WORK INSTRUCTIONS:
All of the entries are to be repeated exactly, with no pictures included.

RECORDS FOR THE EXERCISE below:

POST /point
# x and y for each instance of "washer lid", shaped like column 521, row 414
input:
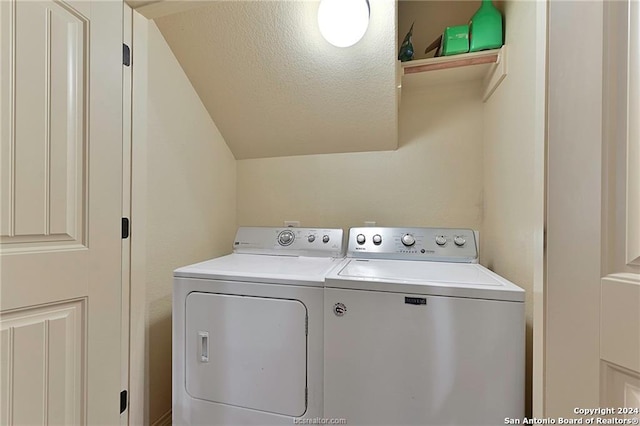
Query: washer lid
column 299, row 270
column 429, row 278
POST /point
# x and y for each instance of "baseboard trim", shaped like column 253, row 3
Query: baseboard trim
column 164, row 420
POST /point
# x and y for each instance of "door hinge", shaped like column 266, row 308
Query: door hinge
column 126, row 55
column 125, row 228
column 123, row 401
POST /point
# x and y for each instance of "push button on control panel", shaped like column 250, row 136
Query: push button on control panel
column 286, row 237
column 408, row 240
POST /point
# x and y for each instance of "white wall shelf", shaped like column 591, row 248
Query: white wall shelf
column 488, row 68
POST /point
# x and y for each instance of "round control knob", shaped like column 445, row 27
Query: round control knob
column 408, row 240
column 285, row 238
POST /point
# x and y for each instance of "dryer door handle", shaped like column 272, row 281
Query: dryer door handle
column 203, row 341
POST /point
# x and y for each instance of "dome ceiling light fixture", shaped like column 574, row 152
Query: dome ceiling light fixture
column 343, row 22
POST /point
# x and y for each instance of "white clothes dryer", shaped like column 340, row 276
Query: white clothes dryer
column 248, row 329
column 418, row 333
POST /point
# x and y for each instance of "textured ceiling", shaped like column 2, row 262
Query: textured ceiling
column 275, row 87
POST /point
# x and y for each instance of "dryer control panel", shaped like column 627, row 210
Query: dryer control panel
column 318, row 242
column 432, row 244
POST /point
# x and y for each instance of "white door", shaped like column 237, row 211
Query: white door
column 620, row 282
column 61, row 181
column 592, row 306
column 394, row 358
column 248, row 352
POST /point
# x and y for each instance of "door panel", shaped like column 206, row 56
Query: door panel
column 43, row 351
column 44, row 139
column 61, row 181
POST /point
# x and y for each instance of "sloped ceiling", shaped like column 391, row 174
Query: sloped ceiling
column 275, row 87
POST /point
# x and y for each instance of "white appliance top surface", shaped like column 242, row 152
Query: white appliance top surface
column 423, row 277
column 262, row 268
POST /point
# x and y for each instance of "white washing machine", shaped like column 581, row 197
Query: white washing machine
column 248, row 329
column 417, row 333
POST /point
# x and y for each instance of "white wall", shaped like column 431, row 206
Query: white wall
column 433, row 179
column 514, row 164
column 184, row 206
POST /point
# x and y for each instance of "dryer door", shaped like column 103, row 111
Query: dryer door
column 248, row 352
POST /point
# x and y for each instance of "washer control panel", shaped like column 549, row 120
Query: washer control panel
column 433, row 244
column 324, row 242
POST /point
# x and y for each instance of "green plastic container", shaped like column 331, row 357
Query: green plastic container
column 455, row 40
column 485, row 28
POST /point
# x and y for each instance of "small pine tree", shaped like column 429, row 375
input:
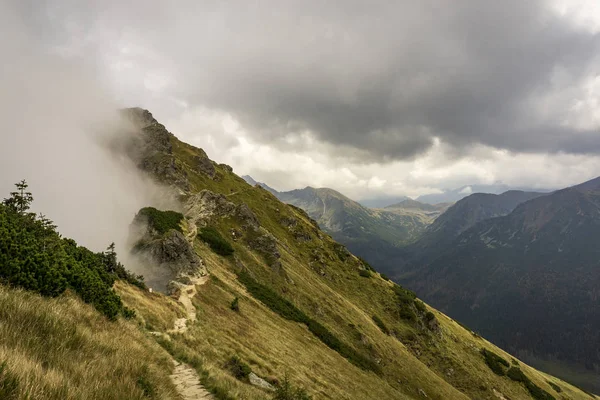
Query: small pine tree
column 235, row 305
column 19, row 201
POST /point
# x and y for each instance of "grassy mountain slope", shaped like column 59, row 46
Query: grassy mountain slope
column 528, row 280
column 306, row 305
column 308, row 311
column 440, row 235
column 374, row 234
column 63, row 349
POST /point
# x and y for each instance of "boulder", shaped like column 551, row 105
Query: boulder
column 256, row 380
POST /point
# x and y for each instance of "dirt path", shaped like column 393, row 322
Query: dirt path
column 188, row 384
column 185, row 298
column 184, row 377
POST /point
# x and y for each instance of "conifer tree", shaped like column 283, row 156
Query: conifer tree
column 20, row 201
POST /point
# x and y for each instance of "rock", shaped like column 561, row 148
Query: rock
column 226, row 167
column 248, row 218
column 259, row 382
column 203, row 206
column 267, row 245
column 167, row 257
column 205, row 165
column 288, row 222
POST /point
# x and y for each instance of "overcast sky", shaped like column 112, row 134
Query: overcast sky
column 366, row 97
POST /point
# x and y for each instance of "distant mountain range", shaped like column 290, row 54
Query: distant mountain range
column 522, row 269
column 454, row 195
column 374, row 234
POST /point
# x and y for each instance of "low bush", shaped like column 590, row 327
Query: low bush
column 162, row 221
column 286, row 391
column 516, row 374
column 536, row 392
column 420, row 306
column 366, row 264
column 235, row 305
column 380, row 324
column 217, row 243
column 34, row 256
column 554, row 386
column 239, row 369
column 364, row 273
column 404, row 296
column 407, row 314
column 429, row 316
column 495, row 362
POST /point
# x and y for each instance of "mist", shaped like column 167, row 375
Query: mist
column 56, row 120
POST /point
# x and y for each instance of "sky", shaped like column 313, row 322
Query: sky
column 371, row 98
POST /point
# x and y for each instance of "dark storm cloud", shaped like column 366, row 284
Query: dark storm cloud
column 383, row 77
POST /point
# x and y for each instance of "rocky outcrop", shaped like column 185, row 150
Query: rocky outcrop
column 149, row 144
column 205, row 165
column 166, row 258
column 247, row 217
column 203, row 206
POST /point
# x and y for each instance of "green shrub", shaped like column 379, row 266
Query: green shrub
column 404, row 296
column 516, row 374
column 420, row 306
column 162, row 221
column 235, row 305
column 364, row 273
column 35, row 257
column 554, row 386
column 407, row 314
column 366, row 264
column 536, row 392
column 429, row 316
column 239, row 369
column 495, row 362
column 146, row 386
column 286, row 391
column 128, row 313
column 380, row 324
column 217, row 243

End of RECORDS FOR THE EXERCISE.

EXERCISE OUTPUT:
POST /point
# x and y for each instance of "washer lid", shaped like column 521, row 414
input:
Query: washer lid
column 299, row 270
column 429, row 278
POST /point
# x and y for each instance of "baseboard trim", shaped like column 253, row 3
Query: baseboard trim
column 164, row 420
POST /point
# x and y for each instance of "door hinge", shaped like column 266, row 308
Query: door hinge
column 126, row 55
column 125, row 228
column 123, row 401
POST /point
# x and y for each instance of "push button on control panel", shaped like column 250, row 136
Query: push button on control panel
column 286, row 237
column 408, row 240
POST /point
# x and y for each instance of "white wall shelf", shaped like column 591, row 248
Query: white wall shelf
column 488, row 68
POST /point
# x and y for each instance of "round control knob", shaped like column 445, row 27
Query: round control knob
column 408, row 240
column 285, row 238
POST /point
# x and y for each instance of "dryer door handle", shaped like column 272, row 281
Query: dryer door handle
column 203, row 341
POST /point
# x and y for each instance of "dome ceiling light fixture", shaped like column 574, row 152
Query: dome ceiling light fixture
column 343, row 22
POST /point
# x and y for each instance of "white clothes dryer", shaped like column 340, row 276
Query: white clothes dryer
column 248, row 329
column 418, row 333
POST /point
# x and y for each instance of "textured ceiling", shaped like column 2, row 262
Query: textured ceiling
column 275, row 87
POST /point
# x and y for each instance of "dryer control panel", shaped like column 627, row 210
Query: dryer control panel
column 318, row 242
column 432, row 244
POST /point
# x and y for each instance of "white door", shaped like column 237, row 211
Query: white door
column 620, row 282
column 61, row 181
column 592, row 306
column 394, row 358
column 248, row 352
POST /point
# x and y for each instance of "door panel", shaped like column 206, row 56
Query: door panel
column 43, row 351
column 44, row 139
column 61, row 181
POST /point
# x and y for each instance of "sloped ceiling", shaped like column 391, row 174
Query: sloped ceiling
column 275, row 87
POST /point
# x and y for each instance of "white appliance top surface", shaped like column 242, row 152
Query: white appliance top surface
column 423, row 277
column 262, row 268
POST /point
# x and y for each instance of "white washing machine", shaped like column 581, row 197
Query: white washing machine
column 248, row 329
column 417, row 333
POST /point
# x and y for each instance of "white wall", shaped like column 431, row 206
Query: white wall
column 433, row 179
column 514, row 164
column 184, row 206
POST /point
# x and y for each instance of "dryer door", shaped like column 103, row 111
Query: dryer door
column 248, row 352
POST /point
# x and y for each instance of "washer control panel", shaped like column 549, row 120
Query: washer control panel
column 433, row 244
column 324, row 242
POST /point
# x and y for each instance of "green plastic container", shaped like column 331, row 357
Query: green plastic container
column 455, row 40
column 485, row 28
POST /point
# x and y for each instance of "small pine tree", shaped like column 429, row 375
input:
Query: small pine tree
column 235, row 305
column 19, row 201
POST /point
# x and y for each instance of "grassy mountain slope", shaped like column 59, row 46
Query: grassy mountain slope
column 528, row 280
column 306, row 305
column 308, row 311
column 440, row 235
column 374, row 234
column 63, row 349
POST /point
# x and y for each instance of "boulder", shaped like column 551, row 105
Query: boulder
column 256, row 380
POST /point
# x and y for each instance of "dirt path", shaped like column 393, row 322
Query: dirt path
column 188, row 384
column 185, row 298
column 184, row 377
POST /point
# x and y for each instance of "conifer tree", shaped like column 283, row 156
Query: conifer tree
column 20, row 201
POST /point
# x and y for each instance of "rock", shaped like column 561, row 148
Query: rock
column 226, row 167
column 248, row 218
column 259, row 382
column 203, row 206
column 267, row 245
column 167, row 257
column 205, row 165
column 288, row 222
POST /point
# x and y for each instance of "overcast sky", shaped like column 112, row 134
Query: overcast sky
column 366, row 97
POST /point
# x and y for each instance of "distant mountain range", shaped like column 290, row 54
Query: distant mountain range
column 522, row 269
column 454, row 195
column 374, row 234
POST /point
# x and y for each instance of "low bush", shaped like column 590, row 327
Query: low bush
column 162, row 221
column 286, row 391
column 516, row 374
column 536, row 392
column 420, row 306
column 366, row 264
column 235, row 305
column 380, row 324
column 217, row 243
column 34, row 256
column 554, row 386
column 239, row 369
column 364, row 273
column 404, row 296
column 407, row 314
column 429, row 316
column 495, row 362
POST /point
# x and y for each instance of "mist", shaped like column 167, row 375
Query: mist
column 56, row 120
POST /point
# x and y for each instance of "sky", shaped like column 313, row 322
Query: sky
column 371, row 98
POST /point
# x and y for each instance of "dark storm cloud", shaped like column 366, row 284
Query: dark storm cloud
column 383, row 77
POST /point
# x and y for each instance of "rocky outcrop", shaped like column 185, row 150
Query: rocky outcrop
column 149, row 144
column 205, row 165
column 166, row 258
column 247, row 217
column 203, row 206
POST /point
# x and y for each instance of "green shrub", shaped like column 379, row 266
Query: green shrub
column 404, row 296
column 516, row 374
column 420, row 306
column 162, row 221
column 235, row 305
column 364, row 273
column 35, row 257
column 554, row 386
column 407, row 314
column 366, row 264
column 536, row 392
column 429, row 316
column 239, row 369
column 495, row 362
column 146, row 386
column 286, row 391
column 128, row 313
column 380, row 324
column 217, row 243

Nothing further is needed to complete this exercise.